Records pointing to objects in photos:
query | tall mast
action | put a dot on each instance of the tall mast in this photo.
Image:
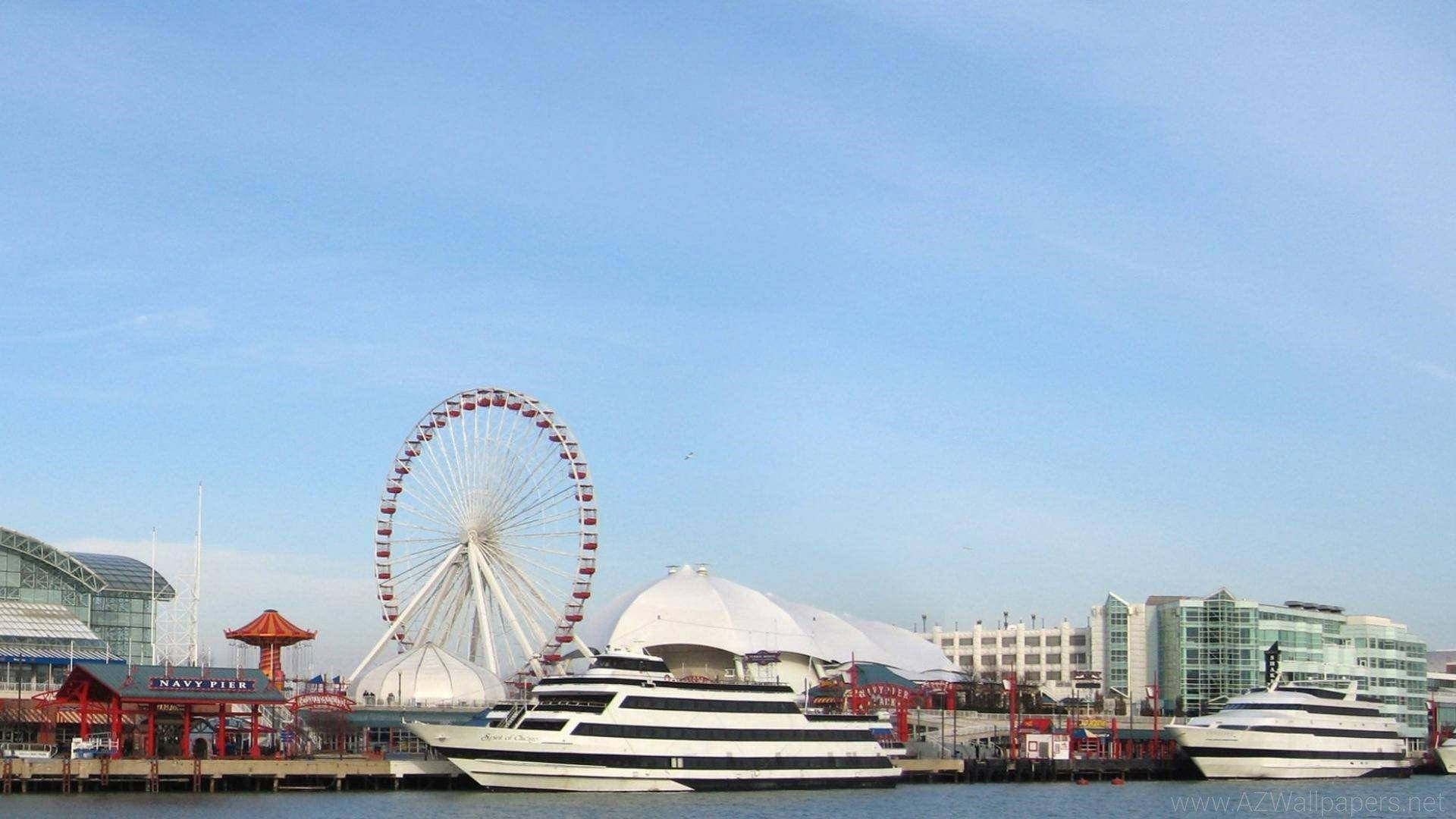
(194, 643)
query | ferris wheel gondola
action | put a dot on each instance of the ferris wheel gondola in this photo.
(487, 535)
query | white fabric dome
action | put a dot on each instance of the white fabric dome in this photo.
(427, 675)
(910, 651)
(693, 608)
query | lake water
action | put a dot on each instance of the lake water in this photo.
(1419, 796)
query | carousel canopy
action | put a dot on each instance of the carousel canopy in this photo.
(695, 608)
(270, 629)
(427, 675)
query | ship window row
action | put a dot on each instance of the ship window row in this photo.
(688, 763)
(718, 706)
(723, 735)
(1341, 710)
(585, 701)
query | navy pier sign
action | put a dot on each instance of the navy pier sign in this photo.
(202, 686)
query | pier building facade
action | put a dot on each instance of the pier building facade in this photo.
(58, 607)
(1046, 656)
(1199, 651)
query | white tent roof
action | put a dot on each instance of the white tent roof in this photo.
(910, 651)
(428, 675)
(693, 608)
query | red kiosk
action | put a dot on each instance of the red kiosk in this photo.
(271, 632)
(175, 694)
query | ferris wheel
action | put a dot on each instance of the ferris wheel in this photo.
(487, 535)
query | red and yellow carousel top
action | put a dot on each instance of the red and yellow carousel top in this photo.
(270, 629)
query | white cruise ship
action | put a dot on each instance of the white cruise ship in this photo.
(626, 725)
(1294, 732)
(1446, 754)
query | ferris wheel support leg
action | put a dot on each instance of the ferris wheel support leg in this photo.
(510, 615)
(440, 598)
(481, 613)
(408, 611)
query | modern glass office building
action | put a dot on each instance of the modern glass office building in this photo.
(1210, 649)
(111, 596)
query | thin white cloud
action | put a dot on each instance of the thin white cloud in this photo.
(1436, 371)
(137, 325)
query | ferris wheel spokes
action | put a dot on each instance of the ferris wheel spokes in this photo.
(490, 499)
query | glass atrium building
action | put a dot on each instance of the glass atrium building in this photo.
(55, 607)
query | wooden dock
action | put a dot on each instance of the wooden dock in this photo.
(79, 776)
(929, 770)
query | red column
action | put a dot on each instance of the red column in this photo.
(85, 711)
(220, 736)
(254, 752)
(115, 726)
(1011, 694)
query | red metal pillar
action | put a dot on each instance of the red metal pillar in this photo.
(85, 729)
(1158, 738)
(220, 735)
(254, 752)
(1011, 694)
(187, 730)
(115, 726)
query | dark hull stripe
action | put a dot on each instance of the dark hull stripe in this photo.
(792, 784)
(1292, 754)
(802, 783)
(1337, 710)
(672, 763)
(1356, 733)
(721, 735)
(638, 682)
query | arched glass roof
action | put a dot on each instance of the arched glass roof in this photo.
(123, 573)
(93, 572)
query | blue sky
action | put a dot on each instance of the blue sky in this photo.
(962, 311)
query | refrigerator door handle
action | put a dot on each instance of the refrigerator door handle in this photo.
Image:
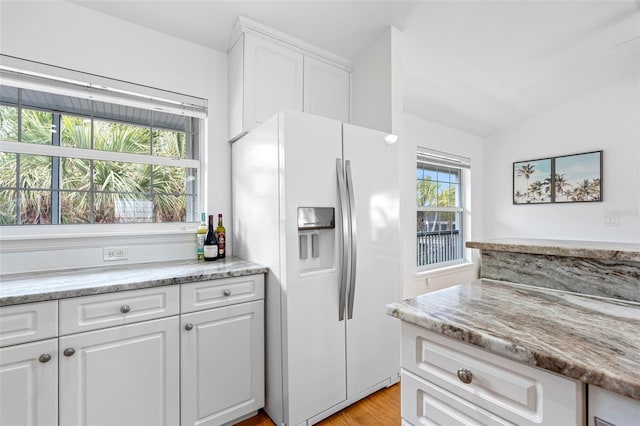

SHORT PROBLEM -> Which lines in the records above contain the word "mast" with matching case? Pick out each such line and copy it.

EXERCISE OUTPUT ->
query | tall mast
action | put a dot on each instance of the tall mast in this photo.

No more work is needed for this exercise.